Quoted text:
- - - - - - -

UT-Austin also has optimized the chilled-water grid so that it uses the least amount of pumping power to meet demand. This has reduced peak pumping from 70,000 gal/min to 40,000. Differential pressure (dP) between supply and return lines, measured at key buildings on campus, is updated in real time while the pumping speed gets adjusted to follow a low-dP set point in endless iterations with a rate-of-change of 0.25 dP/min.

This low differential pressure has the benefit of satisfying campus demand with less pumping power. The lower-speed flow set points also are optimized in other chilling stations while keeping one assigned for controlling dP. Pumps are equipped with variable-frequency drives (VFD) which lower speed, thus achieving maximum accuracy and controllability.  Because pumping horsepower varies with the cube of rpm, reducing flow has a dramatic effect on power consumption. But it also has a positive impact on O&M: Over-pumping can lift the seats in the control valves and lead to other maintenance impacts.

The plant is equipped with 18 electrical chillers but now, because the optimization effort, occasionally only one chiller unit is needed during some winter periods to serve the entire campus. With the dramatic drop in peak cooling load came a drop in steam flow to produce the required electricity. The plant no longer has to over-deliver cooling at too low of a temperature in winter; now it is able to set the chilled water system at 44F, rather than 39F. This temperature reset follows outside air temperature linearly between 80F and 55F.

Electrical production efficiency is maximized when plant output stays below 70 MW, noted Del Real and Ontiveros. Campus peak load is 60 MW but the powerplant has a maximum production capacity of 140 MW. By adding a 6-million-gal chilled-water storage tank, they explained, they can “shift” 10 MW during the night, make and store chilled water, and “baseline” the most efficient gas turbine/generator. Cutting out a chiller in the summer is an easy way to shed electric load, with stored chilled water from the off-hours making up the difference.

Thus, another goal of the overall strategy is to run the most efficient turbine/generator, the LM2500 installed in 2010, eight months of the year, as opposed to four earlier.

The Ovation ECEMS controller gives the plant the capability to “island under any configuration of generators” (the defining characteristic of a “microgrid”). Said Ontiveros: “During islanding, load shedding becomes really important and the chilled-water storage acts like a big battery—it allows us to ramp the generators comfortably.”

Having 70 variable-frequency drives (VFDs) with inverters, as well as numerous other inverters operating in the system, brings its own unintended consequences: Harmonics and low power factor because of non-linear loads and inductive motors, respectively. The ECEMS includes an automatic VAR control system, which summons VARs out of the generators to maintain a minimum 95% power factor. Advisory control is also a key feature that helps the operator making decisions on which capacitor bank should be brought online for voltage control. The city tie is kept at net unity power factor.

Said Del Real: “The grid connection is what controls our grid frequency. If separation from the city grid occurs, and if the load were to exceed generation, we would then need to shed load fast enough to ‘beat’ the disturbance, requiring a 100-ms response.”

- - - - - - -

Dataset content:
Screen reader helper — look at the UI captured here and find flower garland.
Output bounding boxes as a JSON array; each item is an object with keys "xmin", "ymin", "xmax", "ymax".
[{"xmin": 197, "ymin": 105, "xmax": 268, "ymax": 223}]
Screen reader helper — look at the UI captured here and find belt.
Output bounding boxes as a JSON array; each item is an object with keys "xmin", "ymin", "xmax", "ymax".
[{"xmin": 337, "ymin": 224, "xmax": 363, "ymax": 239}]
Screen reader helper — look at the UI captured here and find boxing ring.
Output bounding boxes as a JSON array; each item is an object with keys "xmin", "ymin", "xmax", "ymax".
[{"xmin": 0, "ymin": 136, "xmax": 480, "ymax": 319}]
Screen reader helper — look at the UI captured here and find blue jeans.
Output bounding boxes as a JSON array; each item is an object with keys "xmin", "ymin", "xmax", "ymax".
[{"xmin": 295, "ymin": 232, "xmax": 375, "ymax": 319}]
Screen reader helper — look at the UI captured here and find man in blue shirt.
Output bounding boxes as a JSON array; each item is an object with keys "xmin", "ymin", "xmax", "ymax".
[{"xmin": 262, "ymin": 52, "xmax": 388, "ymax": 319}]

- - - - - - -

Exercise set:
1 - Reproduce the UT-Austin plant passage word for word, starting at "This low differential" and ending at "other maintenance impacts.".
2 - Return each line of the rows that contains the word "reader", treating uppercase and lowercase as different.
The UT-Austin plant passage and the rows have no connection to each other.

Results:
1 -
This low differential pressure has the benefit of satisfying campus demand with less pumping power. The lower-speed flow set points also are optimized in other chilling stations while keeping one assigned for controlling dP. Pumps are equipped with variable-frequency drives (VFD) which lower speed, thus achieving maximum accuracy and controllability.  Because pumping horsepower varies with the cube of rpm, reducing flow has a dramatic effect on power consumption. But it also has a positive impact on O&M: Over-pumping can lift the seats in the control valves and lead to other maintenance impacts.

2 -
Screen reader helper — look at the UI captured here and find flower garland.
Screen reader helper — look at the UI captured here and find belt.
Screen reader helper — look at the UI captured here and find boxing ring.
Screen reader helper — look at the UI captured here and find blue jeans.
Screen reader helper — look at the UI captured here and find man in blue shirt.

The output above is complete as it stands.